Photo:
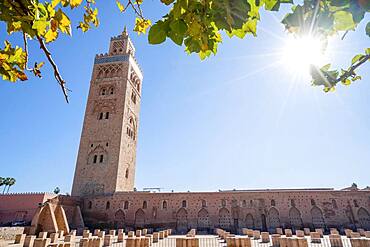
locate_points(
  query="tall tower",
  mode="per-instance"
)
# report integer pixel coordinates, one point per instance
(107, 153)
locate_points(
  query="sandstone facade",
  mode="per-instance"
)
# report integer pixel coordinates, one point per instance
(232, 210)
(107, 153)
(103, 196)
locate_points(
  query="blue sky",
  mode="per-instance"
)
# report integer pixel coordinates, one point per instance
(238, 120)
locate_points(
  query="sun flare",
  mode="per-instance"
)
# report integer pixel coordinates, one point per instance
(301, 52)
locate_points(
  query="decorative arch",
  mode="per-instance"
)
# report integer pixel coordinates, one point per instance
(295, 218)
(98, 156)
(126, 204)
(249, 221)
(224, 218)
(203, 218)
(274, 218)
(139, 218)
(363, 218)
(182, 220)
(119, 218)
(317, 217)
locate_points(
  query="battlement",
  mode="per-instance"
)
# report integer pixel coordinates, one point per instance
(27, 193)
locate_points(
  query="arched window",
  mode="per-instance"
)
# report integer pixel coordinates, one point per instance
(125, 205)
(334, 203)
(133, 97)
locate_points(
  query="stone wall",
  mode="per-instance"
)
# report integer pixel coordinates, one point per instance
(232, 210)
(8, 233)
(20, 206)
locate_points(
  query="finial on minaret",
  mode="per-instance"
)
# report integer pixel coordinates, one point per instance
(124, 30)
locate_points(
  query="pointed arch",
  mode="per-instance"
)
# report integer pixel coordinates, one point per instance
(274, 218)
(119, 218)
(139, 218)
(363, 218)
(295, 218)
(119, 71)
(182, 220)
(224, 218)
(203, 218)
(317, 217)
(100, 74)
(249, 221)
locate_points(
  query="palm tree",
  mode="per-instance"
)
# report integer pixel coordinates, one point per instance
(6, 183)
(11, 183)
(2, 181)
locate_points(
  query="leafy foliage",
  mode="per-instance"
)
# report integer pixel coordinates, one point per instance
(195, 24)
(56, 190)
(7, 182)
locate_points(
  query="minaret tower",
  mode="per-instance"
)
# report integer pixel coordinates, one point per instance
(107, 154)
---+---
Work request: Reproduce all lines above exactly. Leave the images out.

Finished exercise:
Photo:
locate_points(
  query="tall tower",
  mode="per-instance"
)
# report integer pixel coordinates, one point per instance
(107, 153)
locate_points(
  query="sandstone facade",
  mode="per-instance"
)
# report integer pixel coordinates, one point per instance
(232, 210)
(107, 153)
(103, 196)
locate_points(
  query="blue sky",
  mode="per-instance"
)
# report integer pixel coordinates, one point per instance
(238, 120)
locate_points(
  query="sun flare",
  mode="per-instance"
)
# report integer pixel coordinates, one point per instance
(301, 52)
locate_points(
  query="decorative arch",
  mode="per-instance"
)
# report integer pixel coordinates, one point per instance
(295, 218)
(98, 156)
(126, 204)
(249, 221)
(224, 218)
(203, 218)
(274, 218)
(139, 218)
(363, 218)
(182, 220)
(119, 218)
(317, 217)
locate_points(
  query="battlement",
  mode="per-instance"
)
# report integer pixel coordinates, one point per instance
(27, 193)
locate_points(
  query="arched window",
  mode="per-instance"
)
# report integer pixel coordinates, one point per instance
(125, 205)
(334, 203)
(133, 97)
locate_points(
  query="stone wall",
  mode="per-instance"
)
# report integer pixel coordinates, one point per instance
(232, 210)
(8, 233)
(20, 206)
locate_points(
  query="finial on minaret",
  mode="per-instance"
)
# report integer pixel coordinates, one point per instance
(124, 30)
locate_points(
  query="pointed arch",
  mode="per-instance"
)
# report integer pixel coordinates, one point per instance
(274, 218)
(119, 218)
(139, 218)
(363, 218)
(295, 218)
(119, 71)
(182, 220)
(224, 218)
(203, 218)
(317, 217)
(100, 74)
(249, 221)
locate_points(
  query="palm tree",
  mode="per-instance"
)
# report integer pixel coordinates, one point per instance
(6, 183)
(11, 183)
(2, 181)
locate_points(
  query="leafy foliage",
  mode="per-instance"
)
# report integer pixel coordinates, one point per instance
(195, 24)
(56, 190)
(7, 182)
locate_points(
  query="minaret tower",
  mode="per-instance"
)
# report integer pixel coordinates, one point per instance
(107, 154)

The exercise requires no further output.